• **Fragmento**
Me pregunto si voy a volver a afeitarte, si voy a volver a escucharte, si voy a volver a verte sonreír. Tengo un nudo en la garganta y no quiero hacer ruido para no despertar a los que sí duermen. Porque sé que vos no dormís, Víctor. Se que estás navegando entre tanto dolor, entre tanto pasado y entre tantas preguntas. Y miro el suero y miro el brazo y quiero acariciarte y quiero llorar. Tic, tac, cayó. Tic, tac, cayó. Tic, tac, cayó. Tic, cayó, tac.

"¡Ooooy!", me seguís diciendo cada vez con menos fuerza, cada vez con menos ganas de vivir. Lo sé. Faltan horas para poder darte una pastilla y movés el brazo de nuevo, y miro el suero de nuevo, y miro tus ojos de nuevo, ojos que ya no pueden ver pero sí pueden llorar. Tic, tac, cayó. Tic, tac, cayó. Tic, tac, cayó. Tic, cayó, tac.

• **Tus tareas**
(A) Responde estas preguntas sobre el fragmento acerca de Víctor:
(i) ¿Qué dice tener en la garganta quien narra?
(ii) ¿Qué le sigue diciendo Víctor a quien narra?
(iii) ¿Qué ya no pueden hacer los ojos de Víctor y qué sí pueden hacer?
(B) Sigue escribiendo el fragmento sobre Víctor a partir de su última oración.
Las líneas que siguen provienen de otra fuente.

• **Líneas extraídas**
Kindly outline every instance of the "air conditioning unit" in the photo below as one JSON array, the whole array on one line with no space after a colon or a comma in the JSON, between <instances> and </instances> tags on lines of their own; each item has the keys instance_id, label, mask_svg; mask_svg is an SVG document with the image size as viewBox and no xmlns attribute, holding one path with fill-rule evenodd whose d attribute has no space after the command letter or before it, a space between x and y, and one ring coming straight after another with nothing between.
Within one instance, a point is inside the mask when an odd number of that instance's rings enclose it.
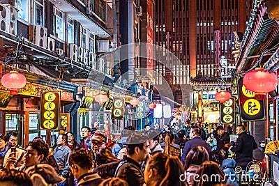
<instances>
[{"instance_id":1,"label":"air conditioning unit","mask_svg":"<svg viewBox=\"0 0 279 186\"><path fill-rule=\"evenodd\" d=\"M88 63L88 52L89 50L86 49L83 49L83 63L87 65Z\"/></svg>"},{"instance_id":2,"label":"air conditioning unit","mask_svg":"<svg viewBox=\"0 0 279 186\"><path fill-rule=\"evenodd\" d=\"M47 37L47 47L48 50L55 52L55 40L50 37Z\"/></svg>"},{"instance_id":3,"label":"air conditioning unit","mask_svg":"<svg viewBox=\"0 0 279 186\"><path fill-rule=\"evenodd\" d=\"M92 67L93 69L96 69L95 59L96 57L94 52L89 52L88 58L88 65Z\"/></svg>"},{"instance_id":4,"label":"air conditioning unit","mask_svg":"<svg viewBox=\"0 0 279 186\"><path fill-rule=\"evenodd\" d=\"M0 11L0 29L1 31L10 32L10 8L3 5L0 5L2 10Z\"/></svg>"},{"instance_id":5,"label":"air conditioning unit","mask_svg":"<svg viewBox=\"0 0 279 186\"><path fill-rule=\"evenodd\" d=\"M61 49L56 49L55 52L59 56L64 56L64 51Z\"/></svg>"},{"instance_id":6,"label":"air conditioning unit","mask_svg":"<svg viewBox=\"0 0 279 186\"><path fill-rule=\"evenodd\" d=\"M47 48L47 29L40 25L34 25L33 31L33 42L41 47Z\"/></svg>"},{"instance_id":7,"label":"air conditioning unit","mask_svg":"<svg viewBox=\"0 0 279 186\"><path fill-rule=\"evenodd\" d=\"M142 6L139 6L137 7L137 13L138 16L142 16Z\"/></svg>"},{"instance_id":8,"label":"air conditioning unit","mask_svg":"<svg viewBox=\"0 0 279 186\"><path fill-rule=\"evenodd\" d=\"M140 39L139 38L135 39L135 45L140 45Z\"/></svg>"},{"instance_id":9,"label":"air conditioning unit","mask_svg":"<svg viewBox=\"0 0 279 186\"><path fill-rule=\"evenodd\" d=\"M77 62L77 45L73 43L69 44L69 59L72 61Z\"/></svg>"},{"instance_id":10,"label":"air conditioning unit","mask_svg":"<svg viewBox=\"0 0 279 186\"><path fill-rule=\"evenodd\" d=\"M102 58L99 58L98 60L98 70L100 72L103 72L103 68L104 68L104 59Z\"/></svg>"},{"instance_id":11,"label":"air conditioning unit","mask_svg":"<svg viewBox=\"0 0 279 186\"><path fill-rule=\"evenodd\" d=\"M77 59L78 61L83 61L83 55L84 55L84 48L77 47Z\"/></svg>"},{"instance_id":12,"label":"air conditioning unit","mask_svg":"<svg viewBox=\"0 0 279 186\"><path fill-rule=\"evenodd\" d=\"M99 40L98 42L98 52L108 52L110 47L109 40Z\"/></svg>"},{"instance_id":13,"label":"air conditioning unit","mask_svg":"<svg viewBox=\"0 0 279 186\"><path fill-rule=\"evenodd\" d=\"M17 34L17 12L12 6L10 8L10 33L14 36Z\"/></svg>"}]
</instances>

• **Respuestas**
(A)
(i) Un nudo.
(ii) "¡Ooooy!"
(iii) Ya no pueden ver, pero sí pueden llorar.

(B)
Miro el reloj y apenas pasaron cinco minutos. Cinco minutos. Son las once menos cuarto de la noche y tengo que cuidar a Babu hasta las dos y media de la mañana. El tiempo va a pasar rápido. Seguro.

viernes, 14 de mayo de 2010

Últimos días con mi abuelo (II)

Los milagros cambian de forma. Se adecúan a nuestra edad, a nuestras ideas y también a nuestra realidad. Hoy, mi milagro tiene las manos de mi abuelo.

Lejos, a semanas de distancia del milagro de la recuperación, de la salud, de la supervivencia, mi milagro es ver a Víctor sobre ruedas, bajo el sol, sonriendo. Habiendo tantos milagros celestiales, sí, elijo uno tan terrenal. Uno que parece cada vez más milagro.

Hoy mi abuelo se sentó una, dos, tres veces. Llegó a levantar la frente, a balbucear un "parece que sí". Se redescubrió sentado, alto como antes, mirando al mundo en vertical. Se tocó sus orejas, su nariz, su pelo. Se alimentó de su propia emoción mientras yo era espectador privilegiado de su vida. Víctor, hoy, siguió soñando.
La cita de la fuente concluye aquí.